- Textauszug:

Von Dipl.-Ing. Hans Hiemenz, Assistent an
der Großh. Techn. Hochschule zu
Darmstadt.
(Schluß von S. 316 d. Bd.)
Der Reguliervorgang beim direkt gesteuerten hydrostatischen
Turbinenregulator usw.
Allgemeine Betrachtungen im
Anschluß an die bisherigen Untersuchungen.
Das Ergebnis unserer Untersuchungen läßt sich in Folgendem zusammenfassen:
1. Durch Einbau eines Anschlags am Steuerventil wird im
allgemeinen ein Ueberregulieren über die Umdrehungszahl des neuen
Beharrungszustands hervorgerufen werden. Da man aber möglichst stets einen
schwingungsfreien Uebergang anstrebt, so würde es sich empfehlen, den Ventilhub
durch diese Anschläge nicht allzusehr zu beschränken. Im vorliegenden Fall hätte
beispielsweise ein nach 3 mm Ausweichung des Steuerventils eingreifender
Anschlag schon einen aperiodischen Uebergang ergeben.
2. Trotz des Ueberregulierens durch den Anschlag geht die
Umdrehungszahl stets wieder auf die des neuen Beharrungszustands zurück, sei es
im Fall genügend großer Schwungmassen schwingungsfrei, sei es im andern Fall
unter Entwicklung von Schwingungen um die angestrebte neue
Umdrehungszahl.
An diese Ergebnisse lassen sich an Hand der Fig. 5
bis 7 noch einige weitere Erwägungen knüpfen.
Nehmen wir an, wir hätten den Anschlag so gesetzt, daß eine etwas größere Eröffnung
als die gerade gewählten 1,5 mm zustande hätte kommen können. Dann wäre bei gleichem
J wie zuvor die Zeit tmax für die Parabel geringer geworden und
auch die absolute Größe von nmax nicht so hoch ausgefallen wie in unserem Beispiel. Man sieht das am
leichtesten, wenn man überlegt, daß die k-Linie uns
zugleich auch ein Bild der Momentüberschüsse Auf darstellt, wenn wir nur die Linie
k = 0,17 als Nullinie für die ΔM ansehen. Nun ist ganz allgemein:
dn=\frac{30}{\pi \cdot J} \cdot \Delta\,M \cdot
dt . . . . . . . . . . (10a)
und mithin:
n=\frac{30}{\pi \cdot J} \cdot
\int\limits_{t=t_h}^{t=t}\,\Delta\,M \cdot dt . . . . . . . . . .
(30)
Also ist uns n gegeben durch den
Inhalt der Fläche oberhalb der k'-Linie bis zur Linie
k = 0,17. Unter den obigen Voraussetzungen würde
aber die k'-Linie steiler verlaufen, sie würde also die
Linie M = 0 früher schneiden, d.h. die Zeit für die
Erreichung der maximalen Umdrehungszahl würde kürzer ausfallen. Auch der Inhalt der
erwähnten Fläche würde geringer werden, mithin die Umdrehungszahl selbst nicht bis
zu einem so großen Höchstwert ansteigen können. Die umgekehrte Ueberlegung
führt uns dazu, daß für einen tiefer gesetzten Anschlag das Maximum der
Umdrehungszahl später erreicht wird und einen größeren Wert annehmen muß. Wie schon
eingangs erwähnt, entspricht also das Bild des ganzen Vorgangs um so weniger unseren
Wünschen, je geringere maximale Eröffnung wir durch den Anschlag zulassen.

- Aufgabe a: Nach wie vielen Millimetern Ausweichung des Steuerventils hätte laut dem Textauszug über den Turbinenregler ein eingreifender Anschlag schon einen aperiodischen Übergang ergeben?

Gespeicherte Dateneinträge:

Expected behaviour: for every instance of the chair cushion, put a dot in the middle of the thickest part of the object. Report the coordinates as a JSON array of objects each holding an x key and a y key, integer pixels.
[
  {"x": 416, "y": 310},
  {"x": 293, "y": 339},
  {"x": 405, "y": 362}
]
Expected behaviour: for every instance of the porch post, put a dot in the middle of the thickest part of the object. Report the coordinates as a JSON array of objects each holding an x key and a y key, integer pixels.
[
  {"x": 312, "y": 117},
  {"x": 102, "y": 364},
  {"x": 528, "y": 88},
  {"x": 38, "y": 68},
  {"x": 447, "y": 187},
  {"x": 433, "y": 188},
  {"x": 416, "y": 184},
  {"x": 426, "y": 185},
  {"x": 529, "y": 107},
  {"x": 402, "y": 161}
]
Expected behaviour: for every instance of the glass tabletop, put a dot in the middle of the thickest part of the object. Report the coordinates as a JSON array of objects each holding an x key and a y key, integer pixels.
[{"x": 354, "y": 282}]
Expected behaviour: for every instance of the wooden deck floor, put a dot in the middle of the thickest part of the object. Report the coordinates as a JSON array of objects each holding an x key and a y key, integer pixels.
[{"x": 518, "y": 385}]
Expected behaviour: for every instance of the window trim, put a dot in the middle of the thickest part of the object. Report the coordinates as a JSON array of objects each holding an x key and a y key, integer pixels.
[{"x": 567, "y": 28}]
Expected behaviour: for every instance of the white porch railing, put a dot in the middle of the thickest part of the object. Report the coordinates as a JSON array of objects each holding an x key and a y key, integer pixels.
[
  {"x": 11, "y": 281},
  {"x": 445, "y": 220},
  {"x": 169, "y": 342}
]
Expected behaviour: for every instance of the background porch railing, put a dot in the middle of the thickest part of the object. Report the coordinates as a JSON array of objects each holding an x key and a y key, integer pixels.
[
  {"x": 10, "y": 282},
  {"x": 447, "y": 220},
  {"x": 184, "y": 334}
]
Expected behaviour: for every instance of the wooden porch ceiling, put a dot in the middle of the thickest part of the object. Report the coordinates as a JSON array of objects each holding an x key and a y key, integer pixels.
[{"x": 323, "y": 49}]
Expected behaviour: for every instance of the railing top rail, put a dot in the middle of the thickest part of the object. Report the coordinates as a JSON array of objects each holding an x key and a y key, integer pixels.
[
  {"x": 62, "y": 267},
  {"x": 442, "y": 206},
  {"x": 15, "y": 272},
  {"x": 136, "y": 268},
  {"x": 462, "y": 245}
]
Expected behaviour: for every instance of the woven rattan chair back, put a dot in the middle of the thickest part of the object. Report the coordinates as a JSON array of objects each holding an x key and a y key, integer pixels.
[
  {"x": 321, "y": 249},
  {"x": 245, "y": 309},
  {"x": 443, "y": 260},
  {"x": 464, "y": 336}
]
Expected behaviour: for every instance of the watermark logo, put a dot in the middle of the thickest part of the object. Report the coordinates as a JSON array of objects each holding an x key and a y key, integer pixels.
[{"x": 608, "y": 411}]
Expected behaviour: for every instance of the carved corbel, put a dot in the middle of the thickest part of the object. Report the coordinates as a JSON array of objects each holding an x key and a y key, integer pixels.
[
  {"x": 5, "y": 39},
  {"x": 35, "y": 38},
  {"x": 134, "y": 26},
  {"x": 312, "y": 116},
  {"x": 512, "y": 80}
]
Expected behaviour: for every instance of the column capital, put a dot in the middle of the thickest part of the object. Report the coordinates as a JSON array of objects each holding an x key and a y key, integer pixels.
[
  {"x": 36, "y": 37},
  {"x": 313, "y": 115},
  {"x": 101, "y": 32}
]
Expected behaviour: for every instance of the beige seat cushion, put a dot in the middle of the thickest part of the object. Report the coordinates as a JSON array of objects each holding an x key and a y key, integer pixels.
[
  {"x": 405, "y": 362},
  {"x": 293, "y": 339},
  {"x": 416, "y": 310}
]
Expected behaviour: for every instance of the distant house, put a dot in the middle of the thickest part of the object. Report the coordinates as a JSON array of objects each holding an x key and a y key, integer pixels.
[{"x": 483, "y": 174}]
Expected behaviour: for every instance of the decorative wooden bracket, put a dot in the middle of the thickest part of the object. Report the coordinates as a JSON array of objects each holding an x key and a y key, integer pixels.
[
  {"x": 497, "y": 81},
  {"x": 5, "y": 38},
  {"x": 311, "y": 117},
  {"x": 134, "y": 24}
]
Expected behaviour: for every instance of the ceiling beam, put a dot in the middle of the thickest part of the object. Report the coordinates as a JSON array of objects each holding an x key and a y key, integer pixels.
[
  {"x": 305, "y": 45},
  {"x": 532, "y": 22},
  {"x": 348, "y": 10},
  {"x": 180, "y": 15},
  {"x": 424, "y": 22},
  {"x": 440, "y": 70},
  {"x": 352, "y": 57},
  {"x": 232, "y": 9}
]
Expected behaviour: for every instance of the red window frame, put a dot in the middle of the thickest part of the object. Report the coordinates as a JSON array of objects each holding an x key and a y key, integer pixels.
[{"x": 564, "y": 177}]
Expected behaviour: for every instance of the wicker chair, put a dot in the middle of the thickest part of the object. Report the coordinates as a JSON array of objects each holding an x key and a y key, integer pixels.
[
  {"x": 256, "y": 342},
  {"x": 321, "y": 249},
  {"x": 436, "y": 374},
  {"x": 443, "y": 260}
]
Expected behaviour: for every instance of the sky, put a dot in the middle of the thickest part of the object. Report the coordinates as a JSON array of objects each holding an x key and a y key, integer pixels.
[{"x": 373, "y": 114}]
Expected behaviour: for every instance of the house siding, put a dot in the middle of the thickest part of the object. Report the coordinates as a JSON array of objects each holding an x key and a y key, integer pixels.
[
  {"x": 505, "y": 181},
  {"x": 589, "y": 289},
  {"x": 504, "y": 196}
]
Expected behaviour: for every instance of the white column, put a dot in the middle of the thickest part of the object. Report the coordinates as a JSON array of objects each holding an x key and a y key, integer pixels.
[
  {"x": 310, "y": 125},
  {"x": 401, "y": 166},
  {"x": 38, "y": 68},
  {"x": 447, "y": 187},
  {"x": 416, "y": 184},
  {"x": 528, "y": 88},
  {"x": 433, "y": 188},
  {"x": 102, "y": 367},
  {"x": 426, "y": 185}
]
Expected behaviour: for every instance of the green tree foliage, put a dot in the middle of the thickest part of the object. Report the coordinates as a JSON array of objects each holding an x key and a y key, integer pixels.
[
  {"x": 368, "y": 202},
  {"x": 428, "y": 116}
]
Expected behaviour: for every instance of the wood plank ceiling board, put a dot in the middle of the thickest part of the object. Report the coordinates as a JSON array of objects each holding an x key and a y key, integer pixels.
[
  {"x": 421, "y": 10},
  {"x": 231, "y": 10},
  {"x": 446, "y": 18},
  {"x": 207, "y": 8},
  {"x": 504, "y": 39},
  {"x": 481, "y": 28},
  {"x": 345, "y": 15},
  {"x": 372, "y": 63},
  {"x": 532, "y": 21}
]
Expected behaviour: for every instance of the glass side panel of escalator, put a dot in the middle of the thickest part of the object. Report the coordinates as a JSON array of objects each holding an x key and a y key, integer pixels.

==

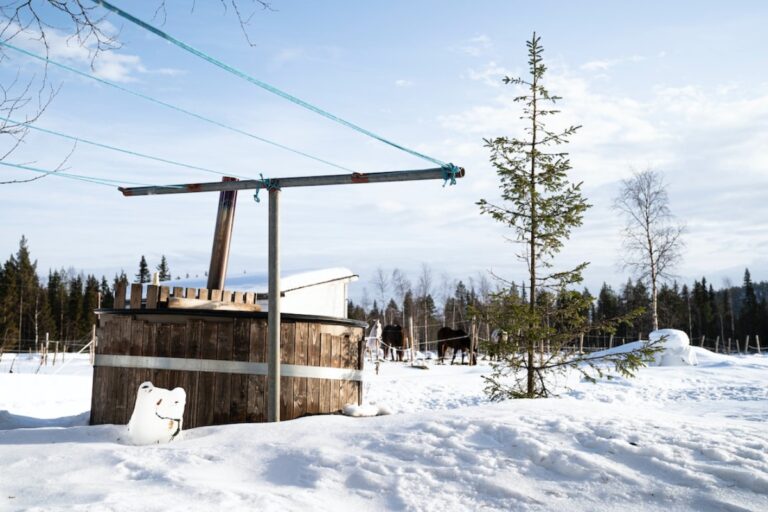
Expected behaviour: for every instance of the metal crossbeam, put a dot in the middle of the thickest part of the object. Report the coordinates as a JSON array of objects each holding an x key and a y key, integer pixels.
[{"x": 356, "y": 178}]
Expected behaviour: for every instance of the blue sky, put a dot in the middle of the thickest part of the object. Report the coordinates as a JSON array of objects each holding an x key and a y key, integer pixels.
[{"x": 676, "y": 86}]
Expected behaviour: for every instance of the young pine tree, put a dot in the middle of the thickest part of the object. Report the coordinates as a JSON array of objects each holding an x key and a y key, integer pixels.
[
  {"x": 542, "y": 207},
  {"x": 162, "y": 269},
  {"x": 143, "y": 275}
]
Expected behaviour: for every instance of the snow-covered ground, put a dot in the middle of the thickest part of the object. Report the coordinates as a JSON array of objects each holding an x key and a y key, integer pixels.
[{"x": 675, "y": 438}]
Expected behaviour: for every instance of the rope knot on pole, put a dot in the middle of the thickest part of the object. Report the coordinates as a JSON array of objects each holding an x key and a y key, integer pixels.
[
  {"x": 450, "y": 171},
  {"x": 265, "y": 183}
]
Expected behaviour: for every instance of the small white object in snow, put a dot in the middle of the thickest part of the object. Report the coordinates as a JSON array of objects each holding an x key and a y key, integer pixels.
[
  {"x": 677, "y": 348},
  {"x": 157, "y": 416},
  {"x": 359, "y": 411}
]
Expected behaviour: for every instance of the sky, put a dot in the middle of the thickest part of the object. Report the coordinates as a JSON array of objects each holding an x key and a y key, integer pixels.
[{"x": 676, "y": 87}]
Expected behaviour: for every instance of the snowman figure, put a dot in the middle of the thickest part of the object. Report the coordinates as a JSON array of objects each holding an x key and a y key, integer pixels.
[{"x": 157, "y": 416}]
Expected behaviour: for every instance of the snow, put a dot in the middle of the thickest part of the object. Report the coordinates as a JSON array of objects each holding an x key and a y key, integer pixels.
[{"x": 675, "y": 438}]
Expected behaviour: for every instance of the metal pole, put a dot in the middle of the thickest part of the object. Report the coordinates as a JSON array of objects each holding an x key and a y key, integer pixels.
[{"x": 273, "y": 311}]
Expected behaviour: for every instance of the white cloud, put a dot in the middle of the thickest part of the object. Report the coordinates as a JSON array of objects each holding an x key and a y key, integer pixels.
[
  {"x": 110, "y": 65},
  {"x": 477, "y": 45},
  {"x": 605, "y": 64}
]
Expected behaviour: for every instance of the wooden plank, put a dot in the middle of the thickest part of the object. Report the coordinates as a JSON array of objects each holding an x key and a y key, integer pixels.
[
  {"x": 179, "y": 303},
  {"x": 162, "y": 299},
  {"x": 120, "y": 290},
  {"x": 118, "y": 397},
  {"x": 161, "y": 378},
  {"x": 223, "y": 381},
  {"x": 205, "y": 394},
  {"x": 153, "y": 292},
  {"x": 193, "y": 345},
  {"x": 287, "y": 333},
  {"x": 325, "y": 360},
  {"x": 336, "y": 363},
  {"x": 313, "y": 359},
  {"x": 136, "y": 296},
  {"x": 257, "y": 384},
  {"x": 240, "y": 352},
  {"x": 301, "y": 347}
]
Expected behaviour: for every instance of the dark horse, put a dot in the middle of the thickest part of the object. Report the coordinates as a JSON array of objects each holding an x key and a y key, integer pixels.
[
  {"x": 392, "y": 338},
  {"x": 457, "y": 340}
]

- Aufgabe b: Finde in den Dateneinträgen jede Zeile, die das Wort „house“ enthält, und schreib sie ab. Achte dabei auf Groß- und Kleinschreibung.

- Lösung a: Nach 3 mm.

- Lösung b:
Expected behaviour: for every instance of the distant house, put a dot in the middle of the thickest part of the object. Report the coordinates as a JSON array of objects each holding an x key and a y key, integer pixels.
Expected behaviour: for every instance of the house siding, put a dot in the middle of the thickest part of the object. Report the coordinates as a JSON array of objects each holding an x key and a y key, integer pixels.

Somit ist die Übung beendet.